_Material supplied_
⟨

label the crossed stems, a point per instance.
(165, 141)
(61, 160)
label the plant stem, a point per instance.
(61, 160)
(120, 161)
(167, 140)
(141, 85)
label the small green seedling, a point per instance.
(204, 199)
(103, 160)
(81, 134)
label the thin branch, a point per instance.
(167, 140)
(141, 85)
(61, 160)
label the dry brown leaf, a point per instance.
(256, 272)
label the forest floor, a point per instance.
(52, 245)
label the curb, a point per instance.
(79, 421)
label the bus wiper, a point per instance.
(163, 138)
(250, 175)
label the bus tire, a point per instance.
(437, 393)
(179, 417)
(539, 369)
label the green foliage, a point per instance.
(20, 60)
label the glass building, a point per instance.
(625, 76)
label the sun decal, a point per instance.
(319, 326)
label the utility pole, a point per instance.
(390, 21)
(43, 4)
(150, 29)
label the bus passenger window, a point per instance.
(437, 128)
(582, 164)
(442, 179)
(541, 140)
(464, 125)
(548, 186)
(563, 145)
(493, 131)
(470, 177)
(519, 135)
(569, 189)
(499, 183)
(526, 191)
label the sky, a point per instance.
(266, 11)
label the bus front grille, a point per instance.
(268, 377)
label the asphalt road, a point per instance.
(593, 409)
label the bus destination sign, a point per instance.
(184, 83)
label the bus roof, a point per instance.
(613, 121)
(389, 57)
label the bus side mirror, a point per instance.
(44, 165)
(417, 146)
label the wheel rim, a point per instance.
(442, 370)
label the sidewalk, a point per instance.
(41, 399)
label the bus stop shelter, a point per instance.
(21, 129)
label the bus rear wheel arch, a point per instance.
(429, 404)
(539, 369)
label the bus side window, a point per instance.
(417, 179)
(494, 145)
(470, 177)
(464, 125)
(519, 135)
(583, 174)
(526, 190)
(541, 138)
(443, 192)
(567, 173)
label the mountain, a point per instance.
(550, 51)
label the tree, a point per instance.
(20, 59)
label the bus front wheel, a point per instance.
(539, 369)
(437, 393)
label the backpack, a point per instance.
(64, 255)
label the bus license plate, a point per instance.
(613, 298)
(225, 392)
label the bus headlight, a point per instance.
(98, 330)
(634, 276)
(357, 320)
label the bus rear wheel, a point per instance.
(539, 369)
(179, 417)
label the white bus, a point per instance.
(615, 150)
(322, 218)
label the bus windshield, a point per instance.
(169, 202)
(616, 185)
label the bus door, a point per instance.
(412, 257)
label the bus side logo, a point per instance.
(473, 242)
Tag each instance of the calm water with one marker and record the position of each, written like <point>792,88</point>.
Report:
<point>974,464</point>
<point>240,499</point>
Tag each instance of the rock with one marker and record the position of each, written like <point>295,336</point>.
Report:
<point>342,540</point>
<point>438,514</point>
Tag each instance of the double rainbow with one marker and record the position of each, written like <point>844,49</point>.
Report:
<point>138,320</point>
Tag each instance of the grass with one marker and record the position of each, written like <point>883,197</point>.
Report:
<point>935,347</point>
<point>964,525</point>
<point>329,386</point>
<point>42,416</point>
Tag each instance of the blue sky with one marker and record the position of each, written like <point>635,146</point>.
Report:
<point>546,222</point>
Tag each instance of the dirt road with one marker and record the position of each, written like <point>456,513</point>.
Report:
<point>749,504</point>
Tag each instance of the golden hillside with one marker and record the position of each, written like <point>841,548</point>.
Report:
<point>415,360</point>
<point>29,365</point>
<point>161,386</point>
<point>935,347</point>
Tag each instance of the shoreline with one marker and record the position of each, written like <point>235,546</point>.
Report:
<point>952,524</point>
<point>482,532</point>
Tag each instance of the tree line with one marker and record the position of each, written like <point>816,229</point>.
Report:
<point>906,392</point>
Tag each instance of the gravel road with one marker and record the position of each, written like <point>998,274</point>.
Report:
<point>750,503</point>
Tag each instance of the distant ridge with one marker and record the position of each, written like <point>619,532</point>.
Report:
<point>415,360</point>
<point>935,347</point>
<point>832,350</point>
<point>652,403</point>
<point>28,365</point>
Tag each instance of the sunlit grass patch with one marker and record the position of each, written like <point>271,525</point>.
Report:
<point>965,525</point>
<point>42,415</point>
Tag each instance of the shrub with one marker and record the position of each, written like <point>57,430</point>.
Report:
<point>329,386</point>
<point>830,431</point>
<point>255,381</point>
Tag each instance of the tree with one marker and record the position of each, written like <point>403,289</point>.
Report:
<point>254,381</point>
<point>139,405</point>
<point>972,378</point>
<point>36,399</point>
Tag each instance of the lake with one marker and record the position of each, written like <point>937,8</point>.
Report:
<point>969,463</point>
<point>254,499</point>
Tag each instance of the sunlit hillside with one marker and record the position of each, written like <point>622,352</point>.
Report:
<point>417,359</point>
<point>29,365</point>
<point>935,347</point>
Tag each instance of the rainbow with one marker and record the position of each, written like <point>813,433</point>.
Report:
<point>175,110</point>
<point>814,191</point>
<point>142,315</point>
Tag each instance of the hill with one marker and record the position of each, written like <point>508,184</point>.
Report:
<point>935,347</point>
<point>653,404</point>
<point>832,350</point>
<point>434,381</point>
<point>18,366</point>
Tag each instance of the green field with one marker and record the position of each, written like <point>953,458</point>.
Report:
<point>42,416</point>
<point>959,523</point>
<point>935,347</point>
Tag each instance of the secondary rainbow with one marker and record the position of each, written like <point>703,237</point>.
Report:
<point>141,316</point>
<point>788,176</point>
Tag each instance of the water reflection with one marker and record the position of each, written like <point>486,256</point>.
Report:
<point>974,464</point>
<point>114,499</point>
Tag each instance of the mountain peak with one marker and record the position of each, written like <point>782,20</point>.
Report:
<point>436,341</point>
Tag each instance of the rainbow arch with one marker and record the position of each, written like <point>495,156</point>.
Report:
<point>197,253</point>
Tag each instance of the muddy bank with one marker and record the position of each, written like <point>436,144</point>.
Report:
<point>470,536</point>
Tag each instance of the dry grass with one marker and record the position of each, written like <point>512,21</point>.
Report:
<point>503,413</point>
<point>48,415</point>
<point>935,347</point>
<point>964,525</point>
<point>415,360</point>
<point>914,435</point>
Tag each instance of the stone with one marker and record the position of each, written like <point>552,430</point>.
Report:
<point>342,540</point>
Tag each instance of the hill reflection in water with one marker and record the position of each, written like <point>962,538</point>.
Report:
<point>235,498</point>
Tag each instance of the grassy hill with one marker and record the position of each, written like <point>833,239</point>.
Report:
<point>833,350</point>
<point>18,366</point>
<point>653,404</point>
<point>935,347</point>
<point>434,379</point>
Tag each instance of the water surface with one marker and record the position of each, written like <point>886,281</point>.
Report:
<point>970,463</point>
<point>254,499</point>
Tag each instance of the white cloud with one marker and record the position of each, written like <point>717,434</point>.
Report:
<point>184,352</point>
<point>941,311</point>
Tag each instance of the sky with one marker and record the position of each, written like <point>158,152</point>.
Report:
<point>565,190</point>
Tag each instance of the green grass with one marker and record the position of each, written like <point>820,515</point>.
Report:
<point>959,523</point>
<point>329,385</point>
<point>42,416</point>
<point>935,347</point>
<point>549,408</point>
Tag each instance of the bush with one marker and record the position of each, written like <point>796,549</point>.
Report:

⟩

_Exercise brief_
Arrange every line of the items above as a Markdown table with the columns Row and Line, numbering each row and leaving out blank lines.

_Answer to the problem_
| Row | Line |
|---|---|
| 1 | label the crossed stems, a point per instance. |
| 2 | (165, 141) |
| 3 | (61, 160) |
| 4 | label the plant stem, a point per instance. |
| 5 | (61, 160) |
| 6 | (120, 161) |
| 7 | (167, 140) |
| 8 | (141, 85) |
| 9 | label the small green seedling, a point per instance. |
| 10 | (204, 199) |
| 11 | (103, 160) |
| 12 | (81, 134) |
| 13 | label the thin branch, a point per instance. |
| 14 | (167, 140) |
| 15 | (141, 85) |
| 16 | (61, 160) |
| 17 | label the dry brown leaf, a point per instance. |
| 18 | (256, 272) |
| 19 | label the forest floor, a point per instance. |
| 20 | (52, 245) |
| 21 | label the curb, a point per instance. |
| 22 | (79, 421) |
| 23 | label the bus wiper, a point per instance. |
| 24 | (163, 138) |
| 25 | (250, 175) |
| 26 | label the bus tire, a point per instance. |
| 27 | (437, 393) |
| 28 | (179, 417) |
| 29 | (539, 369) |
| 30 | label the green foliage, a point per instance. |
| 31 | (20, 60) |
| 32 | label the glass building, a point per instance. |
| 33 | (625, 76) |
| 34 | label the sun decal, a point per instance. |
| 35 | (319, 326) |
| 36 | label the utility pole, a point per instance. |
| 37 | (390, 21) |
| 38 | (43, 4) |
| 39 | (150, 29) |
| 40 | label the bus passenger window, a point per instance. |
| 41 | (437, 128) |
| 42 | (582, 164) |
| 43 | (442, 179) |
| 44 | (541, 140) |
| 45 | (464, 125) |
| 46 | (548, 186) |
| 47 | (563, 145) |
| 48 | (493, 131) |
| 49 | (470, 177) |
| 50 | (519, 135) |
| 51 | (569, 189) |
| 52 | (499, 183) |
| 53 | (526, 191) |
| 54 | label the sky, a point per instance. |
| 55 | (266, 11) |
| 56 | label the bus front grille, a point per instance. |
| 57 | (268, 377) |
| 58 | label the asphalt road, a point per instance. |
| 59 | (593, 409) |
| 60 | label the bus destination sign, a point per instance. |
| 61 | (184, 83) |
| 62 | label the bus roof, a point per instance. |
| 63 | (613, 121) |
| 64 | (389, 57) |
| 65 | label the bus side mirror, a point per instance. |
| 66 | (44, 165) |
| 67 | (417, 146) |
| 68 | label the wheel rim, a point per instance. |
| 69 | (442, 370) |
| 70 | label the sidewalk, a point per instance. |
| 71 | (41, 399) |
| 72 | label the bus stop shelter, a point per instance. |
| 73 | (21, 129) |
| 74 | label the bus rear wheel arch, a point per instance. |
| 75 | (429, 404) |
| 76 | (539, 369) |
| 77 | label the bus side window, a point per instance. |
| 78 | (417, 179) |
| 79 | (494, 145) |
| 80 | (470, 177) |
| 81 | (464, 125) |
| 82 | (519, 135) |
| 83 | (583, 174) |
| 84 | (526, 190) |
| 85 | (541, 138) |
| 86 | (443, 192) |
| 87 | (567, 173) |
| 88 | label the mountain, a point per instance. |
| 89 | (550, 51) |
| 90 | label the tree, a point per instance. |
| 91 | (20, 59) |
| 92 | label the bus front wheel, a point per instance. |
| 93 | (539, 369) |
| 94 | (437, 393) |
| 95 | label the backpack, a point per instance. |
| 96 | (64, 255) |
| 97 | label the bus license plate, a point per instance. |
| 98 | (613, 298) |
| 99 | (225, 392) |
| 100 | label the bus headlight, a point per instance. |
| 101 | (98, 330) |
| 102 | (634, 276) |
| 103 | (357, 320) |
| 104 | label the bus rear wheel, a point per instance. |
| 105 | (539, 369) |
| 106 | (179, 417) |
| 107 | label the white bus, a point per instance. |
| 108 | (615, 150) |
| 109 | (322, 218) |
| 110 | label the bus windshield, a point per instance. |
| 111 | (169, 202) |
| 112 | (616, 185) |
| 113 | label the bus door, a point per instance. |
| 114 | (412, 257) |
| 115 | label the bus side logo, a point per instance. |
| 116 | (473, 242) |
| 117 | Tag each instance of the calm water with one marker and record the position of each, written like <point>792,88</point>. |
| 118 | Report: |
| 119 | <point>974,464</point> |
| 120 | <point>240,499</point> |
| 121 | Tag each instance of the rock with one marker and record the position of each, written like <point>295,336</point>. |
| 122 | Report: |
| 123 | <point>342,540</point> |
| 124 | <point>438,514</point> |
| 125 | Tag each instance of the double rainbow with one marker and record the position of each, written like <point>844,49</point>. |
| 126 | Report: |
| 127 | <point>138,320</point> |
| 128 | Tag each instance of the grass with one marker and record the position of each, written like <point>883,197</point>. |
| 129 | Report: |
| 130 | <point>935,347</point> |
| 131 | <point>964,525</point> |
| 132 | <point>329,386</point> |
| 133 | <point>42,416</point> |
| 134 | Tag each instance of the blue sky with one marker and record the position of each, written like <point>635,146</point>. |
| 135 | Report: |
| 136 | <point>546,222</point> |
| 137 | Tag each instance of the dirt road with one marker and record the position of each, written like <point>456,513</point>. |
| 138 | Report: |
| 139 | <point>749,504</point> |
| 140 | Tag each instance of the golden hillside with one marker and record the position of each, written like <point>841,548</point>. |
| 141 | Report: |
| 142 | <point>415,360</point> |
| 143 | <point>29,365</point> |
| 144 | <point>161,386</point> |
| 145 | <point>935,347</point> |
| 146 | Tag each instance of the shoreline with one marker and record the position of each, written like <point>235,546</point>. |
| 147 | Report: |
| 148 | <point>952,524</point> |
| 149 | <point>482,532</point> |
| 150 | Tag each instance of the tree line with one marker and record the position of each, written like <point>816,229</point>. |
| 151 | Report: |
| 152 | <point>906,392</point> |
| 153 | Tag each instance of the gravel road with one marker and record the position of each, written like <point>998,274</point>. |
| 154 | Report: |
| 155 | <point>750,503</point> |
| 156 | Tag each instance of the distant ridge with one marker and record the position of each, written like <point>619,532</point>. |
| 157 | Report: |
| 158 | <point>415,360</point> |
| 159 | <point>935,347</point> |
| 160 | <point>832,350</point> |
| 161 | <point>652,403</point> |
| 162 | <point>28,365</point> |
| 163 | Tag each instance of the sunlit grass patch with one marker and record the position of each, written like <point>271,525</point>. |
| 164 | Report: |
| 165 | <point>965,525</point> |
| 166 | <point>42,415</point> |
| 167 | Tag each instance of the shrub with one marker and record the position of each, written like <point>57,430</point>. |
| 168 | Report: |
| 169 | <point>329,386</point> |
| 170 | <point>830,431</point> |
| 171 | <point>255,381</point> |
| 172 | Tag each instance of the tree with one marker and record the position of each, written like <point>403,289</point>. |
| 173 | Report: |
| 174 | <point>254,381</point> |
| 175 | <point>139,405</point> |
| 176 | <point>972,378</point> |
| 177 | <point>36,399</point> |
| 178 | Tag each instance of the lake with one marker and record the position of each, written like <point>937,8</point>. |
| 179 | Report: |
| 180 | <point>969,463</point> |
| 181 | <point>254,499</point> |
| 182 | Tag each instance of the sunlit hillside with one marker and record the position of each, written like <point>622,352</point>. |
| 183 | Report: |
| 184 | <point>417,359</point> |
| 185 | <point>29,365</point> |
| 186 | <point>935,347</point> |
| 187 | Tag each instance of the rainbow with one marker and record the position of each, written like <point>813,433</point>. |
| 188 | Report: |
| 189 | <point>175,110</point> |
| 190 | <point>814,191</point> |
| 191 | <point>142,315</point> |
| 192 | Tag each instance of the hill with one marker and record the position of each, written like <point>508,184</point>. |
| 193 | Report: |
| 194 | <point>935,347</point> |
| 195 | <point>653,404</point> |
| 196 | <point>832,350</point> |
| 197 | <point>434,381</point> |
| 198 | <point>18,366</point> |
| 199 | Tag each instance of the green field with one marker and record the position of each, written like <point>953,458</point>. |
| 200 | Report: |
| 201 | <point>42,416</point> |
| 202 | <point>959,523</point> |
| 203 | <point>935,347</point> |
| 204 | Tag each instance of the secondary rainbow with one marker and record the position of each, written like <point>703,237</point>. |
| 205 | Report: |
| 206 | <point>141,316</point> |
| 207 | <point>788,176</point> |
| 208 | Tag each instance of the water reflection with one marker and record the position of each, written like <point>486,256</point>. |
| 209 | Report: |
| 210 | <point>974,464</point> |
| 211 | <point>114,499</point> |
| 212 | Tag each instance of the mountain peak with one marker and record the position of each, written like <point>782,20</point>. |
| 213 | Report: |
| 214 | <point>436,341</point> |
| 215 | Tag each instance of the rainbow arch with one marker and record the position of each, written like <point>495,156</point>. |
| 216 | Report: |
| 217 | <point>197,253</point> |
| 218 | Tag each instance of the muddy bank with one marker and record the position of each, written like <point>436,144</point>. |
| 219 | Report: |
| 220 | <point>470,536</point> |
| 221 | Tag each instance of the dry grass with one marker and record the position of each, written like <point>512,21</point>. |
| 222 | Report: |
| 223 | <point>503,413</point> |
| 224 | <point>48,415</point> |
| 225 | <point>935,347</point> |
| 226 | <point>964,525</point> |
| 227 | <point>415,360</point> |
| 228 | <point>914,435</point> |
| 229 | Tag each instance of the stone with one marker and record the position of each, written like <point>552,430</point>. |
| 230 | Report: |
| 231 | <point>342,540</point> |
| 232 | Tag each instance of the hill reflection in water with one marker and record the position of each, written like <point>962,538</point>. |
| 233 | Report: |
| 234 | <point>235,498</point> |
| 235 | Tag each instance of the grassy hill with one marker and record the position of each, written like <point>833,239</point>. |
| 236 | Report: |
| 237 | <point>833,350</point> |
| 238 | <point>18,366</point> |
| 239 | <point>653,404</point> |
| 240 | <point>935,347</point> |
| 241 | <point>434,379</point> |
| 242 | Tag each instance of the water surface with one marker and record the position of each, written like <point>886,281</point>. |
| 243 | Report: |
| 244 | <point>970,463</point> |
| 245 | <point>254,499</point> |
| 246 | Tag each instance of the white cloud with one marker and record the position of each, written like <point>717,434</point>. |
| 247 | Report: |
| 248 | <point>184,352</point> |
| 249 | <point>941,311</point> |
| 250 | Tag each instance of the sky with one marker and record the position of each, written like <point>158,152</point>. |
| 251 | Report: |
| 252 | <point>565,190</point> |
| 253 | Tag each instance of the green grass with one marker and record the position of each, written like <point>820,515</point>. |
| 254 | Report: |
| 255 | <point>959,523</point> |
| 256 | <point>329,385</point> |
| 257 | <point>42,416</point> |
| 258 | <point>935,347</point> |
| 259 | <point>549,408</point> |
| 260 | Tag each instance of the bush with one marker and record the position of each, written like <point>796,549</point>. |
| 261 | Report: |